*What the task requires:*
Print every line of the material below, unchanged.

*Given data:*
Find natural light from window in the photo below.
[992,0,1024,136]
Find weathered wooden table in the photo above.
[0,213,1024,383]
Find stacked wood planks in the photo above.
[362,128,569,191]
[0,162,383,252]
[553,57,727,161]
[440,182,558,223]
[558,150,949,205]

*Response:*
Find natural light from window in the photo below.
[992,0,1024,136]
Find weathered wooden table in the photo above.
[0,213,1024,383]
Find stacked wood planks in the photo above.
[362,128,569,191]
[0,162,383,252]
[553,57,727,161]
[440,182,558,223]
[558,150,949,205]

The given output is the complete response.